Twoje zadanie:
Przedstaw jako listę JSON linie wykazu, zaczynając od linii z „Place one keypoint on each instance of the pink” i idąc aż do końca wykazu, z włączeniem obu skrajnych linii. Każda linia ma być osobnym ciągiem znaków, a puste linie należy pominąć.

---+---

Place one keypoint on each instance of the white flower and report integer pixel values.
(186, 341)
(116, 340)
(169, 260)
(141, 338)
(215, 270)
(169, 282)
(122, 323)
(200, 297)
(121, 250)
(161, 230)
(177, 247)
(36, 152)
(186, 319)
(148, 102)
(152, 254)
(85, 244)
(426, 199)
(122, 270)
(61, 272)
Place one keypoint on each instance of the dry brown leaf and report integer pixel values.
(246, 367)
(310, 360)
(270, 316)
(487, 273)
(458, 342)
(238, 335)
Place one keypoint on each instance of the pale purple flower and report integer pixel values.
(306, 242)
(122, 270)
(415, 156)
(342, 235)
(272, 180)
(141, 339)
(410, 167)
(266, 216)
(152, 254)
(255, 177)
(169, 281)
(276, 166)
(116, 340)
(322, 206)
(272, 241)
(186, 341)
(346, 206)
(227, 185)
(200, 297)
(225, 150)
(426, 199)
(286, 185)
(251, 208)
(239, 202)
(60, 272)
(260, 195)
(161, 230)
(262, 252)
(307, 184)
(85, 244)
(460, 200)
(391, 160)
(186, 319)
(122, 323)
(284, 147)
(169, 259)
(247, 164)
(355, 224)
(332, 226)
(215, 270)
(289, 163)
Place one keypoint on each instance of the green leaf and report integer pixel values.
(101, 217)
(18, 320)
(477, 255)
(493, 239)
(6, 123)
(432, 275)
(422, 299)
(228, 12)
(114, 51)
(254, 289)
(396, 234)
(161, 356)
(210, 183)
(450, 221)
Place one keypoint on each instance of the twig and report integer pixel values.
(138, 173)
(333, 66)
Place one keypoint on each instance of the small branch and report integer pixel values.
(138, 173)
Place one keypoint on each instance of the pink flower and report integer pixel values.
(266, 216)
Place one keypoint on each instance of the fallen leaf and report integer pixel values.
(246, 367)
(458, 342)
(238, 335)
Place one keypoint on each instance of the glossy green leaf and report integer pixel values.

---+---

Odpowiedź do zadania:
[
  "Place one keypoint on each instance of the pink flower and report integer pixel values.",
  "(266, 216)",
  "Place one keypoint on each instance of the fallen leaf and report integer pixel values.",
  "(246, 367)",
  "(458, 342)",
  "(238, 335)",
  "Place one keypoint on each instance of the glossy green leaf and report integer pixel values."
]